Stated goal
Pick out each line in the items below that contains the string "target". The match is case-sensitive.

Task material

*-*-*

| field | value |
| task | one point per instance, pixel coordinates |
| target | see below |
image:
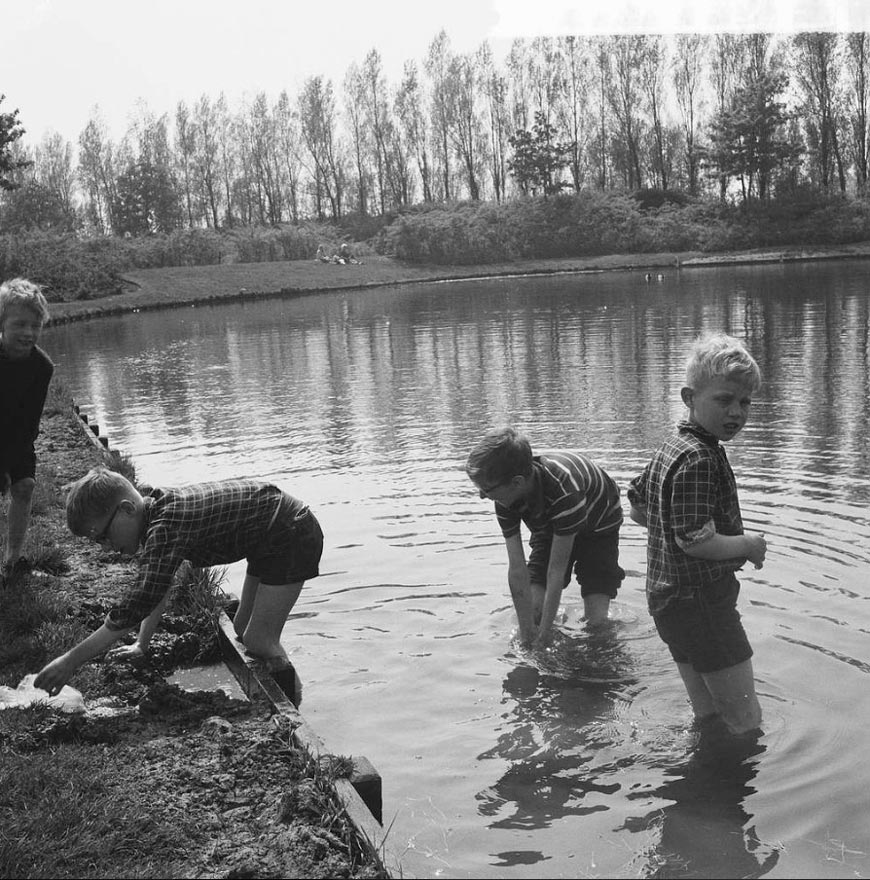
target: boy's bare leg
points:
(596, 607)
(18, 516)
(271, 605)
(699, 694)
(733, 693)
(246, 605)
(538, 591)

*-*-*

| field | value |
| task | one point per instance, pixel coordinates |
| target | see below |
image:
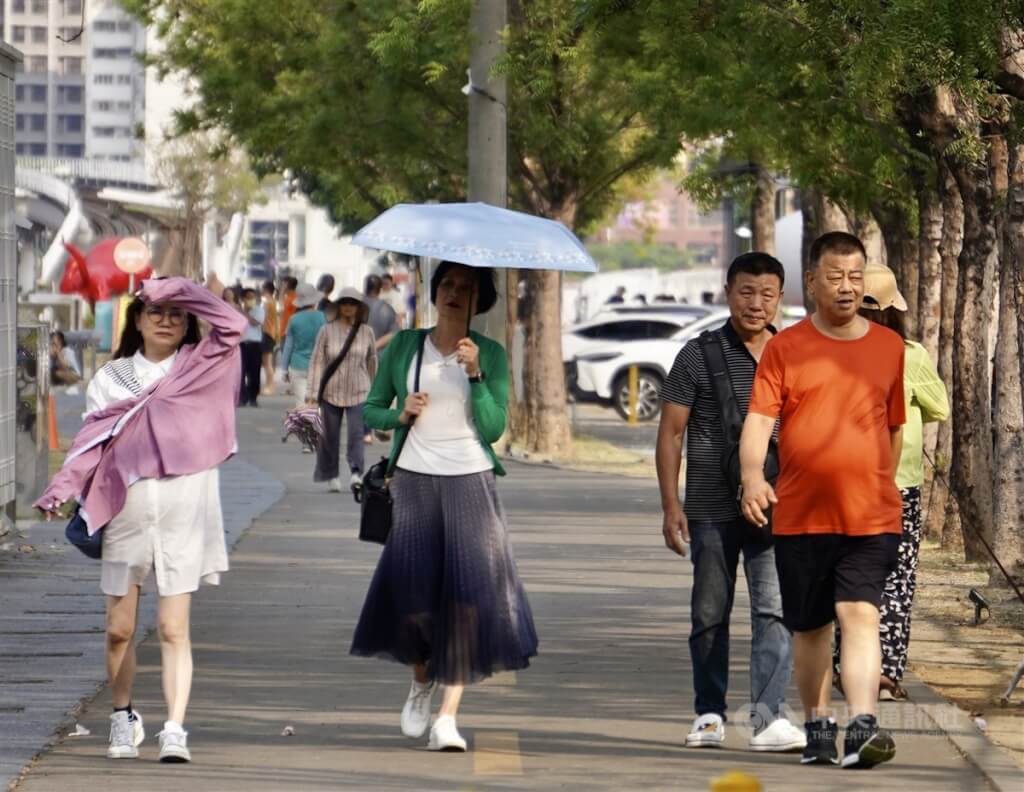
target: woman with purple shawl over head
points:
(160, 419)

*-*-*

The solution
| target | see below |
target: boy's bare leg
| target | see below |
target: woman with purple shawl over head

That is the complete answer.